*Work to complete:*
For each line in the data below that has the word "lapel", copy that line.

*Data to examine:*

- Opening Delimiter -

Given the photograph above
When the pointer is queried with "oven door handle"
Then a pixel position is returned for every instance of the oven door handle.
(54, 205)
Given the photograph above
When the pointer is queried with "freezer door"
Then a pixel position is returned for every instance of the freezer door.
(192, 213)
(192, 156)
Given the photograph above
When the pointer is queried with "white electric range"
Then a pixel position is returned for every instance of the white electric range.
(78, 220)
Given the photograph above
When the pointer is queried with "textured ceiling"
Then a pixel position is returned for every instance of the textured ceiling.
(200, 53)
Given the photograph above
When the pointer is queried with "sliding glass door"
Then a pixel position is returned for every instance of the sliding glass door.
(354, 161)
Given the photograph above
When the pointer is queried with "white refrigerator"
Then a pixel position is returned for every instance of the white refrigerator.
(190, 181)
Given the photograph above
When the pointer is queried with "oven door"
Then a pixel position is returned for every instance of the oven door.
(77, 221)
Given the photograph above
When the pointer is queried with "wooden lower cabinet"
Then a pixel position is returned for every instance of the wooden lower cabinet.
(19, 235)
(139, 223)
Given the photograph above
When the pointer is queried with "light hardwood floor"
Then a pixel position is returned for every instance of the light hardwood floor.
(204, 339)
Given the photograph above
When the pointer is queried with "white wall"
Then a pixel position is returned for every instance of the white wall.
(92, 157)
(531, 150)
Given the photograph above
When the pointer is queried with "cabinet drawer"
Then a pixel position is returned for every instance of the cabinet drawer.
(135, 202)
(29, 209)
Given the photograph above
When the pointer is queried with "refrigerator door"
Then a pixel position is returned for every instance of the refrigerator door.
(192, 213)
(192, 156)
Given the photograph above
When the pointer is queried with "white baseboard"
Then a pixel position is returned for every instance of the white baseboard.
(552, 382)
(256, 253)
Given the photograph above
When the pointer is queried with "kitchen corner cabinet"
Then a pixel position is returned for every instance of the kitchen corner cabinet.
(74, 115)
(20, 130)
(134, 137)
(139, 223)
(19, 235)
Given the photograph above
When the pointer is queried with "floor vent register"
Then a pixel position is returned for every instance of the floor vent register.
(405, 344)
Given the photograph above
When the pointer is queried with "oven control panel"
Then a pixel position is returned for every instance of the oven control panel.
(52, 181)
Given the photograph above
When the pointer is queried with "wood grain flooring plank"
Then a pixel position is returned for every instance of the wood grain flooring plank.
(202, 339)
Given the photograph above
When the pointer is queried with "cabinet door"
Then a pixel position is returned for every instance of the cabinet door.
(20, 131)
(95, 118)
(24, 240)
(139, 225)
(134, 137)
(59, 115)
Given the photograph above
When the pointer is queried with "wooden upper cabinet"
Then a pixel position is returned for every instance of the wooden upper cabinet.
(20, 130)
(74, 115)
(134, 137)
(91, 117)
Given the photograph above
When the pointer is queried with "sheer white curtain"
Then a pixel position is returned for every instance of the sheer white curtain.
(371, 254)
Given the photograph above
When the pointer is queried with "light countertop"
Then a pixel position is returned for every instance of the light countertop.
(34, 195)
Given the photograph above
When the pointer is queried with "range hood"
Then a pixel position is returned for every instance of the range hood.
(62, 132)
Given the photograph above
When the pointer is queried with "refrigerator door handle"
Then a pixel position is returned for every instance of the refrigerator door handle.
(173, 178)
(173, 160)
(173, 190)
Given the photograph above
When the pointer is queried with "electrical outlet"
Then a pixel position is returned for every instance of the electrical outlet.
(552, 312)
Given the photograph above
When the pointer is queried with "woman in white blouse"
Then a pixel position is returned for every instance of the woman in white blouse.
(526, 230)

- Closing Delimiter -
- Opening Delimiter -

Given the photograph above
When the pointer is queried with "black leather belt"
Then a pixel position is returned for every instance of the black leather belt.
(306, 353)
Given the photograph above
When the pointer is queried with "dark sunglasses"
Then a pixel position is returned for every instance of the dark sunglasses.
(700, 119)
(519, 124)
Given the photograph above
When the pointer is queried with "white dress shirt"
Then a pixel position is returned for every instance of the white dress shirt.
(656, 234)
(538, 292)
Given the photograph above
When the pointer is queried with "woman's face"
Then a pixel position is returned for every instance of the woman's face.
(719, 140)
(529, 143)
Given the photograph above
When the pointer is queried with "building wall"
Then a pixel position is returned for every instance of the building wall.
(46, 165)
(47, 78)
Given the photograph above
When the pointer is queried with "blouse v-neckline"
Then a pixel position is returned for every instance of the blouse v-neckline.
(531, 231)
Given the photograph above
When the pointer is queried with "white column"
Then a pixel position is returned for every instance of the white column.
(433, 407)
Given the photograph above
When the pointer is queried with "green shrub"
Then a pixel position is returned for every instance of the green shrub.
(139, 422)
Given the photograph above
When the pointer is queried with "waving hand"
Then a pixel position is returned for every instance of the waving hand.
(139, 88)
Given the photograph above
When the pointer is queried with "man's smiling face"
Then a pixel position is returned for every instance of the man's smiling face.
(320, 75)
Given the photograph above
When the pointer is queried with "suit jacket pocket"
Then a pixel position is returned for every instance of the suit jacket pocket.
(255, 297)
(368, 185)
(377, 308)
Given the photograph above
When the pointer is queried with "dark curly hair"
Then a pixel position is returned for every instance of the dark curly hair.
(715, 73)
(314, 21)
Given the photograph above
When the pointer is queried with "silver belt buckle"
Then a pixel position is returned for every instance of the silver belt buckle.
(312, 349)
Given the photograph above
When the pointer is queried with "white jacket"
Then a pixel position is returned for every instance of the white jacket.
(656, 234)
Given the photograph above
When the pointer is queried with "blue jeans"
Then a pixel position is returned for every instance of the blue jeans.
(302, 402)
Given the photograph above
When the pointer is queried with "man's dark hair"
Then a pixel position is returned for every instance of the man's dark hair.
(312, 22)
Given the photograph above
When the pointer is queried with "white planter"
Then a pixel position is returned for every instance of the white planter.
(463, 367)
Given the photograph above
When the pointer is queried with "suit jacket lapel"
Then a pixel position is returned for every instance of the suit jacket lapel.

- Closing Delimiter -

*Your response:*
When the pointer is queried with "suit jacket lapel"
Then a pixel position is returned for every instance of the suit jacket lapel.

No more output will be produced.